------ Recorded data

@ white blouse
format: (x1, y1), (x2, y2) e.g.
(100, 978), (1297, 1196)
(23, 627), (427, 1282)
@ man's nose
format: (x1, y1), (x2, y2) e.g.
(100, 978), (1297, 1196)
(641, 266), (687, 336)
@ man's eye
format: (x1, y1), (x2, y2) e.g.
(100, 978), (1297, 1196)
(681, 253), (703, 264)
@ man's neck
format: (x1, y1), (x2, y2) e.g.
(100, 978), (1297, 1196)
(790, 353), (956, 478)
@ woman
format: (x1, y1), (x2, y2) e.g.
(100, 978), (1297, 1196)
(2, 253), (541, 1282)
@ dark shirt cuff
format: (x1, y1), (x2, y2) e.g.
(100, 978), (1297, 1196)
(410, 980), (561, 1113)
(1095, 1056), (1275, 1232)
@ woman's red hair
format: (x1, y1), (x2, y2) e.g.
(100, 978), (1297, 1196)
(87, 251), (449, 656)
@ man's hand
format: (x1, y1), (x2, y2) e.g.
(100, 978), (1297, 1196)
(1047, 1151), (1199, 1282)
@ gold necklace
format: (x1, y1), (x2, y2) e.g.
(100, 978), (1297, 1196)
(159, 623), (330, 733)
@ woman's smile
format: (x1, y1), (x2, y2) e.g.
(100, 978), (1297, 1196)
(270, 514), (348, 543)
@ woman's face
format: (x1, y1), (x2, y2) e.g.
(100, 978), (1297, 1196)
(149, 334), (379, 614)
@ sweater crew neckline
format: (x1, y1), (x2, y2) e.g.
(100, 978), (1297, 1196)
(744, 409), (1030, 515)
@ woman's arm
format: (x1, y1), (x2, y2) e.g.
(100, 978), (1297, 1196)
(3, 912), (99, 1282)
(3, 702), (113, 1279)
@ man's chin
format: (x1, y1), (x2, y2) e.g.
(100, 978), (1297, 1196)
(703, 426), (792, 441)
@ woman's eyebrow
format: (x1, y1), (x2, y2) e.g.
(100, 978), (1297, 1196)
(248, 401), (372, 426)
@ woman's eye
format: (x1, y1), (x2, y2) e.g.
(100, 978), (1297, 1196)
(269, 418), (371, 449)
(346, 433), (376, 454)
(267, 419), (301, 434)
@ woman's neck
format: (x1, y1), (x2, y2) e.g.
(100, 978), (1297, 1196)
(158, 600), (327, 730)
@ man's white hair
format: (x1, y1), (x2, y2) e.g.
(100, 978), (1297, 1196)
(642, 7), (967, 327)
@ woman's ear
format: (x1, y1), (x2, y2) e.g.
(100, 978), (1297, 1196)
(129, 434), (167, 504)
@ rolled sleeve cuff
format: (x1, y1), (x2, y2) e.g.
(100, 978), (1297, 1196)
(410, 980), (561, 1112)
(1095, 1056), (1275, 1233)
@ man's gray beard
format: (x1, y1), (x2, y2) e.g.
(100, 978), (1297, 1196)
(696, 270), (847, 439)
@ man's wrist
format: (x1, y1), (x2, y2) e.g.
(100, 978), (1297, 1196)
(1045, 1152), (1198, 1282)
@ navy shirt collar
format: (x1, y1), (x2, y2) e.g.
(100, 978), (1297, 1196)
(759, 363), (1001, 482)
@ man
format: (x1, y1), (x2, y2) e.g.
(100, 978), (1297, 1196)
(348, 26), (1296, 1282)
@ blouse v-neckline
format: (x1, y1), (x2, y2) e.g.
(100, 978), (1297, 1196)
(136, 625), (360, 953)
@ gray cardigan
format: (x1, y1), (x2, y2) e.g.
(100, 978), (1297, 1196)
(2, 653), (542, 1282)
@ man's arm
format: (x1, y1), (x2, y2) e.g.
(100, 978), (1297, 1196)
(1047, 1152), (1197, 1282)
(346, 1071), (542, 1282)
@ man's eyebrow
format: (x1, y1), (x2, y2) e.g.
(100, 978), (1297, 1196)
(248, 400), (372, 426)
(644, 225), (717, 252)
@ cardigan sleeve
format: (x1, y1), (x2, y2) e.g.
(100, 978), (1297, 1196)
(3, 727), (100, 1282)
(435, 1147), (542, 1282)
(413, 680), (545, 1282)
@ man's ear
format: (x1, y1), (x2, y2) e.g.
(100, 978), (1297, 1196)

------------

__What you will do__.
Transcribe, exactly and completely, all of the entries.

__Task answer__.
@ white blouse
format: (x1, y1), (x2, y2) e.g.
(100, 978), (1297, 1196)
(23, 627), (427, 1282)
@ man's nose
format: (x1, y1), (x2, y2) e.g.
(100, 978), (1297, 1196)
(641, 266), (687, 336)
@ man's eye
format: (x1, y1), (x2, y2) e.g.
(100, 978), (1297, 1196)
(681, 253), (703, 264)
@ man's neck
format: (x1, y1), (x2, y2) e.g.
(100, 978), (1297, 1196)
(790, 353), (956, 478)
@ woman
format: (x1, y1), (x2, y2) e.g.
(100, 978), (1297, 1196)
(2, 253), (541, 1282)
@ dark shirt cuff
format: (x1, y1), (x2, y2) e.g.
(100, 978), (1297, 1196)
(410, 980), (561, 1113)
(1095, 1056), (1275, 1232)
@ woman's red hair
format: (x1, y1), (x2, y2) e.g.
(100, 978), (1297, 1196)
(87, 251), (449, 656)
@ man's hand
format: (x1, y1), (x2, y2) e.g.
(100, 978), (1297, 1196)
(1047, 1151), (1199, 1282)
@ gold necklace
format: (x1, y1), (x2, y2) e.g.
(100, 978), (1297, 1196)
(159, 623), (330, 733)
@ woman's smile
format: (x1, y1), (x2, y2) e.g.
(100, 978), (1297, 1196)
(270, 514), (348, 543)
@ woman's face
format: (x1, y1), (x2, y2) e.g.
(100, 978), (1297, 1196)
(149, 334), (379, 614)
@ sweater crew neckline
format: (x1, y1), (x2, y2) e.g.
(100, 978), (1297, 1196)
(744, 409), (1030, 515)
@ woman's arm
format: (x1, y1), (x2, y2) e.g.
(100, 978), (1297, 1196)
(3, 912), (99, 1282)
(3, 702), (113, 1279)
@ man's chin
format: (x1, y1), (x2, y2) e.g.
(100, 978), (1297, 1196)
(703, 426), (792, 441)
@ woman's eyebrow
format: (x1, y1), (x2, y2) e.g.
(100, 978), (1297, 1196)
(248, 401), (372, 426)
@ woman's eye
format: (x1, y1), (x2, y2) e.g.
(100, 978), (1297, 1196)
(269, 418), (371, 449)
(346, 433), (376, 454)
(267, 419), (301, 434)
@ woman's neck
format: (x1, y1), (x2, y2) e.g.
(100, 978), (1297, 1196)
(158, 600), (327, 730)
@ man's white hair
format: (x1, y1), (x2, y2) e.g.
(100, 978), (1297, 1196)
(642, 7), (967, 327)
@ woman's ear
format: (x1, y1), (x2, y2) e.g.
(100, 978), (1297, 1196)
(129, 434), (167, 504)
@ rolled sleeve cuff
format: (x1, y1), (x2, y2) e.g.
(100, 978), (1297, 1196)
(410, 980), (561, 1112)
(1095, 1056), (1275, 1233)
@ man's gray beard
format: (x1, y1), (x2, y2) e.g.
(100, 978), (1297, 1196)
(696, 270), (847, 439)
@ man's wrist
format: (x1, y1), (x2, y2) e.g.
(100, 978), (1297, 1196)
(1045, 1152), (1198, 1282)
@ navy shirt collar
format: (x1, y1), (x2, y2) e.g.
(100, 978), (1297, 1196)
(759, 363), (1001, 482)
@ man
format: (x1, y1), (x2, y2) e.g.
(100, 978), (1297, 1196)
(348, 26), (1296, 1282)
@ blouse v-neckline
format: (x1, y1), (x2, y2) e.g.
(100, 978), (1297, 1196)
(136, 625), (360, 953)
@ gray cardigan
format: (x1, y1), (x2, y2) e.g.
(100, 978), (1297, 1196)
(2, 653), (542, 1282)
@ man's arm
format: (x1, y1), (x2, y2) e.g.
(100, 978), (1297, 1196)
(1047, 1152), (1197, 1282)
(346, 1071), (542, 1282)
@ man's eyebrow
format: (x1, y1), (x2, y2) e.g.
(100, 978), (1297, 1196)
(248, 400), (372, 426)
(644, 225), (717, 252)
@ cardigan sleeve
format: (x1, y1), (x2, y2) e.g.
(100, 978), (1297, 1196)
(3, 727), (100, 1282)
(435, 1147), (542, 1282)
(413, 680), (545, 1282)
@ man's ear
format: (x1, y1), (x2, y2) e.g.
(100, 978), (1297, 1196)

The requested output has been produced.